Given passage:

■ ■ ■ ■ ■ ■ ■

SCREENED VIA THE 2020 FANTASIA INTERNATIONAL FILM FESTIVAL: Most moviegoers don't see that many movies like "Hunted", but if you go to genre festivals or spend a lot of time digging through your favorite streaming services to find the new selections, it gets categorized: Survival horror, nature, woman on the run, etc. What makes one of those stand out? A couple good performances. Some visual style. And a willingness to go kind of crazy at the point where the audience might be expecting the filmmakers to coast.

It starts in familiar-enough fashion - a fairy tale allusion, a woman frustrated at work who goes out to a bar to blow off some steam, and a guy who initially seems nice enough but shows his true colors quickly. Soon enough Eve (Lucie Debay) is stuffed in a trunk, but able to flee her kidnappers (Arieh Worthalter & Ciaran O'Brien) thanks to a freak accident. They are never that far behind, though the woods are full of surprises.

Writer/director Vincent Paronnaud is likely best-known internationally as Marjane Satrapi's collaborator on the film version of Persepolis, and he's spent much of the rest of his career in comics and animation, so it's not exactly a surprise when the bit before the opening title includes a nifty bit of animation that is nevertheless well-enough matched to the rest of the movie that it doesn't feel like it doesn't belong. It's quickly contrasted with a moment or two of grainy-video shot in less than great lighting, and that's a bit of a preview of what's going to happen throughout the movie: Every time Eve is able to put a little bit of distance between herself and her pursuers, the forest scene takes on a bit of a fairy-tale quality, albeit as much Grimm as Disney, while there's a flatness to the guys' scenes, maybe a slight washing-out, like they're living in the violent constructed fantasy meant to be captured on camera.

The violent nature of that means Lucie Debay is going to be spending a lot of the movie running, being afraid, and looking more worn-down as things go on, which could be fairly thankless, but she never gives a half-effort, especially considering that Paronnaud and co-writer Léa Pernollet have her start from a place of having a chip on her shoulder from people wanting the impossible at work rather than having her ever be surprised that any man can be like this. It is fun to see her suddenly redirect all of that into rage when she gets her hands on a nice, solid stick to swing, though, and I also want to compliment the hairstylists who give her a cut that lets her catch the camera's eye in early scenes, tagging her as confident and savvy, but degrades exceptionally well over the course of the film.

Opposite her, Arieh Worthalter seems to be having a lot more fun, doing a great turn from gallant to downright nasty without it being a showy mask-drop, and then happily chewing the scenery for the rest of the film because his guy (credited as just "The Guy") is just completely unhinged. For much of the film, he's given Ciaran O'Brien as a sidekick to abuse, and while his part is less showy, he does a good job of playing the put-upon beta without ever becoming more than nominally sympathetic. His job is to give Worthalter's guy an audience to perform to and otherwise remind the audience about this man's need to dominate even when Eve is far off, but it's a pairing that works.

■ ■ ■ ■ ■ ■ ■

Record list:
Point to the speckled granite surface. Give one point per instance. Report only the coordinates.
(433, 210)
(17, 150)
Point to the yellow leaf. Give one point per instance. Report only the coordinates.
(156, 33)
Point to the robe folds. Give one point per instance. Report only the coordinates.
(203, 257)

■ ■ ■ ■ ■ ■ ■

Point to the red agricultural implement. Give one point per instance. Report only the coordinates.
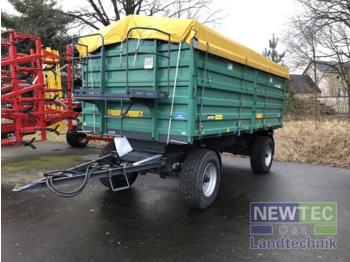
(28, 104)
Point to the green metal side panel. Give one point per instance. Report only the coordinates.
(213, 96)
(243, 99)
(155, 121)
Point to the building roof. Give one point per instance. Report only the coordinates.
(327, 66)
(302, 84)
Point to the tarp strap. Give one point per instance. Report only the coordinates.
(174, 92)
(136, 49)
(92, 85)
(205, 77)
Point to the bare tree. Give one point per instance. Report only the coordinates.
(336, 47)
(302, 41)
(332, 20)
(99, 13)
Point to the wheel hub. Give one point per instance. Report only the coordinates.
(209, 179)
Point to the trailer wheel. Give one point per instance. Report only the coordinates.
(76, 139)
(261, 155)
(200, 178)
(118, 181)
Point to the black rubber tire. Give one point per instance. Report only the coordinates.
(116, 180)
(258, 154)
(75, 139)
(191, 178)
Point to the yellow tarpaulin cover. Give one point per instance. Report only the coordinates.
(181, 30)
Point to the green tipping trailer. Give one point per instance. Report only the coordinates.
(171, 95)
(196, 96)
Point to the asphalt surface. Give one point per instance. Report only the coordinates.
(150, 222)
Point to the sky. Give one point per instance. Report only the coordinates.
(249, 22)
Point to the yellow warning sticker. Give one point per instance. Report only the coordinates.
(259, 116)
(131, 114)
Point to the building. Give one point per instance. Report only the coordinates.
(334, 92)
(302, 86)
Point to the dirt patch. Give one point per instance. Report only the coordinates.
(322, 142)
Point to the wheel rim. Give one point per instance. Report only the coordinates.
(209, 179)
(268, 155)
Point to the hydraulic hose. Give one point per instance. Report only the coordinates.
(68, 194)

■ ■ ■ ■ ■ ■ ■

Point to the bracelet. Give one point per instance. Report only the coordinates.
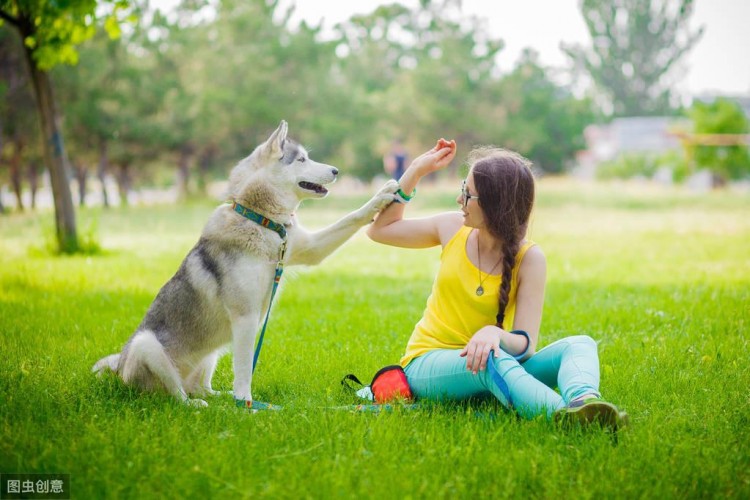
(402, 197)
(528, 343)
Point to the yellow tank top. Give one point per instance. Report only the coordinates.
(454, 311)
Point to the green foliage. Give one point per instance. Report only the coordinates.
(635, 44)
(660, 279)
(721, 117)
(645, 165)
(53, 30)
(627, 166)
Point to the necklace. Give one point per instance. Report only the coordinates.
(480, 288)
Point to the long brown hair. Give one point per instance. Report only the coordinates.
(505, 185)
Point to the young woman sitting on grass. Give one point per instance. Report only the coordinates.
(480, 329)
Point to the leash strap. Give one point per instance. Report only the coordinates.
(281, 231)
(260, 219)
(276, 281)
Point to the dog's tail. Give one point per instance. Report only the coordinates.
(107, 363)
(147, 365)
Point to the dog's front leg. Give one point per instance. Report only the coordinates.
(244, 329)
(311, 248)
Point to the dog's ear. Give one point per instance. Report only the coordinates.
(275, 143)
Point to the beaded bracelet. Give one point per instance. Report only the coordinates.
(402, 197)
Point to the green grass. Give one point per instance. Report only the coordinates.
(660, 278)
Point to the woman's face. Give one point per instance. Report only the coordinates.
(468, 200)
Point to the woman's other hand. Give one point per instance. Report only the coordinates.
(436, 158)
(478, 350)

■ ■ ■ ■ ■ ■ ■

Goal:
In the review of "Hunted," what name is Arieh Worthalter's character credited under?

Result:
"The Guy"